#### 課題:
[a] 本文抜粋に出てくる、書き手以外の特定の人物をすべて挙げなさい。同じ人物は一つにまとめること。
[b] 本文抜粋について、次の問いに答えなさい。
(i) 書き手が電話で聞いたのはどんな知らせか。
(ii) カレンダーを送ってくれたのは誰で、いつ送ってくれたか。
(iii) 勉強関係の本読みは、どんなときにはかどると書かれているか。

#### 本文抜粋:
┌──

電話にて研究室の教授が他の大学へと移動することを聞く。まるで予想していなかっただけに驚いた。

担当教官というわけではなかったが、何かと気にかけてくれた人だった。専門の対象が違うこともあって直接指導を受けることは少なくなっていたけれども、お酒の場ではなぜか近くの席になることが多かった。その度に、論文の内容だとか何とかについてさんざん言っておいて、けれども最後にはいつも、他のテーブルにいる担当教官を指しながら「あいつをびっくりさせるようなもの書いてみろ」と笑うのだ。いちばんきついことを言うのも、もう少し踏ん張ろうと思うきっかけをくれるのも、どちらもこの先生だった。

帰る頃には、もうそこに彼はいない。いつかこの人にだけは認めてもらえるようなものが書きたいと思って続けてきたけれども、何かひとつ、大きな波が過ぎていったような気がする。自分も先に進まなければいけない。いつまでも同じところにはいられないのだ。

明日から四月。昨年のうちに友人が送ってくれたカレンダーをめくると、小学校の入学式の光景。小さな子は父親の腕を両手でしっかりと握っている。花咲き始めるこの季節を、この子がやがて笑いながら思い返せますように。あんなに心細いこともあったかと。


2004年03月30日(火) 窓辺

どこかへ出かけたい気持ちを何とか抑えつつ本読み。まだ休暇中にもかかわらず大学の図書館には人が多い。勉強関係の本読みは、周りに人の気配があったほうがはかどる。

└──

#### データ抜粋:

┌──

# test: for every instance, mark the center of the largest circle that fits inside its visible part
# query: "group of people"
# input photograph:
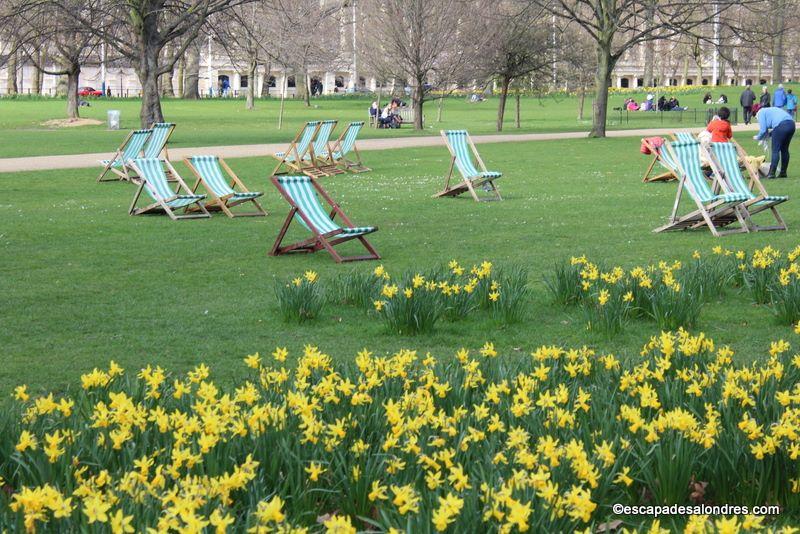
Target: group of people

└──

#### 解答例:
[a] 研究室の教授、担当教官、友人、小さな子、父親

[b]
(i) 研究室の教授が他の大学へ移動するという知らせ。
(ii) 友人が、昨年のうちに送ってくれた。
(iii) 周りに人の気配があるとき。